▶ Problem to solve
Rewrite the data entries from the line with "Every instance of the bare" through the end of the records, switching "outstretched" to "extended" and leaving everything else unchanged.

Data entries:
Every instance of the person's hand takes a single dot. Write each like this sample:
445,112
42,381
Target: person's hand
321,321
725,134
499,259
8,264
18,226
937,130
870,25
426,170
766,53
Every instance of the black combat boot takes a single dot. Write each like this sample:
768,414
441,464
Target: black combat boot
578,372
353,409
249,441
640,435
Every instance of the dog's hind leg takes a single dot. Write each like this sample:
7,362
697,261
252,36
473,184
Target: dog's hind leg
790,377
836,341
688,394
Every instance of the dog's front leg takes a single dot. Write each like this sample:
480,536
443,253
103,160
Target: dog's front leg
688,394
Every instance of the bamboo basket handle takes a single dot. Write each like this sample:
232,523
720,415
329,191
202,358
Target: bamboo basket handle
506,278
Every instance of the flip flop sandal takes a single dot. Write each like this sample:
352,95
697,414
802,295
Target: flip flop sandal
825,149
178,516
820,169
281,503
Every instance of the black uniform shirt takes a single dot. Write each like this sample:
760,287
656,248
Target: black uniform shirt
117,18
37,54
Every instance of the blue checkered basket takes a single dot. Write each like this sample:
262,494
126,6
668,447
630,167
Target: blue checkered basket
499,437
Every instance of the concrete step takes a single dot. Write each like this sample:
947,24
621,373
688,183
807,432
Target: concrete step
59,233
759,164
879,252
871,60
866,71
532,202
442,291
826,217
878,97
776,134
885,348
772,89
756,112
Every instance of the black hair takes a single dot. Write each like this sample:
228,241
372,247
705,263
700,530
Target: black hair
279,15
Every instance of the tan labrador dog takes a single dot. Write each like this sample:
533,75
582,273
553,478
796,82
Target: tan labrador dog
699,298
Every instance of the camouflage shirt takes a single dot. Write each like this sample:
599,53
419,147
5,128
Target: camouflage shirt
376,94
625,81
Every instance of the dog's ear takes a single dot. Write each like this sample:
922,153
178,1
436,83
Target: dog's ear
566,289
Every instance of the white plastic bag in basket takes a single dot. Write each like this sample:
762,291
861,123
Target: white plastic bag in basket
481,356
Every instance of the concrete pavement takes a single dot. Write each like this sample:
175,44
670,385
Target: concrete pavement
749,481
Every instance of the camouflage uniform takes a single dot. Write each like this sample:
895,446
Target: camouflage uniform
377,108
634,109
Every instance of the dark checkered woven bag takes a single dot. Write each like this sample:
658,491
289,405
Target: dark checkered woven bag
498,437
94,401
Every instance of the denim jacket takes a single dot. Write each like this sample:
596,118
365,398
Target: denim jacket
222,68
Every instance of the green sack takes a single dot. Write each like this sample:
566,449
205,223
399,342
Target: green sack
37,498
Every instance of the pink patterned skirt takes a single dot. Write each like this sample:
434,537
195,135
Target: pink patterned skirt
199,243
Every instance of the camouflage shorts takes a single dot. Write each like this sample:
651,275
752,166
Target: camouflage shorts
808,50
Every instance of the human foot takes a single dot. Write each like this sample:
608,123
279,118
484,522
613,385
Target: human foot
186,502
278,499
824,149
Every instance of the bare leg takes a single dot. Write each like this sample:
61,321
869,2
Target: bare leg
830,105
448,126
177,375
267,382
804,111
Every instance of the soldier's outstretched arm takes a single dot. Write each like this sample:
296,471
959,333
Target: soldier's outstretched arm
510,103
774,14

▶ Answer
Every instance of the bare leg takes a single dot. Write each like this sample:
61,321
869,2
Target: bare leg
830,105
448,126
177,375
267,382
804,111
Every instance of the soldier's extended arm takes a single dot. Write each like this sample:
296,471
959,333
Target: soldier's extended arm
510,103
774,14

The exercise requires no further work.